WHAT TO WORK ON ::
Display every line of the entries below that contains the string "Target".

---

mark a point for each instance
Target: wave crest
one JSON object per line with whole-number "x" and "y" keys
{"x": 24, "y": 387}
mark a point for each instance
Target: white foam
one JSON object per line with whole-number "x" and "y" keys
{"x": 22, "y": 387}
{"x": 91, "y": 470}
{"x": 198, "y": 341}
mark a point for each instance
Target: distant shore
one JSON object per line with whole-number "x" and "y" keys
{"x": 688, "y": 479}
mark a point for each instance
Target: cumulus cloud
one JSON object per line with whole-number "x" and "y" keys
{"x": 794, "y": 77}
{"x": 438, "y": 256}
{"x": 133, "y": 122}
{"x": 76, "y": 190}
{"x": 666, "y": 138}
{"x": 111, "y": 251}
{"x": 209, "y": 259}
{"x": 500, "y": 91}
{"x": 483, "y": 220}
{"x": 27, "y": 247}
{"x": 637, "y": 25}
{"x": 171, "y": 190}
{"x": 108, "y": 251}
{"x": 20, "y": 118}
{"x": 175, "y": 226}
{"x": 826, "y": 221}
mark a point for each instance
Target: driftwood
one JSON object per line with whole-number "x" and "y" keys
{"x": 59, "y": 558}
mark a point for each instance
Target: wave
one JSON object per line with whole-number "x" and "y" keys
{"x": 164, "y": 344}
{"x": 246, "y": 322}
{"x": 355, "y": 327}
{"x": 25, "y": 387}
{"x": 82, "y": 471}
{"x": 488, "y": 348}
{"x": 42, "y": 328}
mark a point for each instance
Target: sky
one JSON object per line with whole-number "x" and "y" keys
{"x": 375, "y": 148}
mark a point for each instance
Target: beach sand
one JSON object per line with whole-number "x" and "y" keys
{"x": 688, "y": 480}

---

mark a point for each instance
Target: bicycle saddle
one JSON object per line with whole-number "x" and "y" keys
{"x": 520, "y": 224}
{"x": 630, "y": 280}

---

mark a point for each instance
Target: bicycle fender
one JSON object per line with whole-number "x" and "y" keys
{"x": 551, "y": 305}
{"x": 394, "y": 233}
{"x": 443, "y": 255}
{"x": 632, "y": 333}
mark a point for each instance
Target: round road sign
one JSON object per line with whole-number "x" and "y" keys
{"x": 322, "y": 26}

---

RESULT FOR THIS EXERCISE ::
Target: wave crest
Target: white foam
Target: distant shore
Target: cumulus cloud
Target: driftwood
Target: wave
Target: sky
Target: beach sand
Target: bicycle saddle
Target: bicycle fender
Target: round road sign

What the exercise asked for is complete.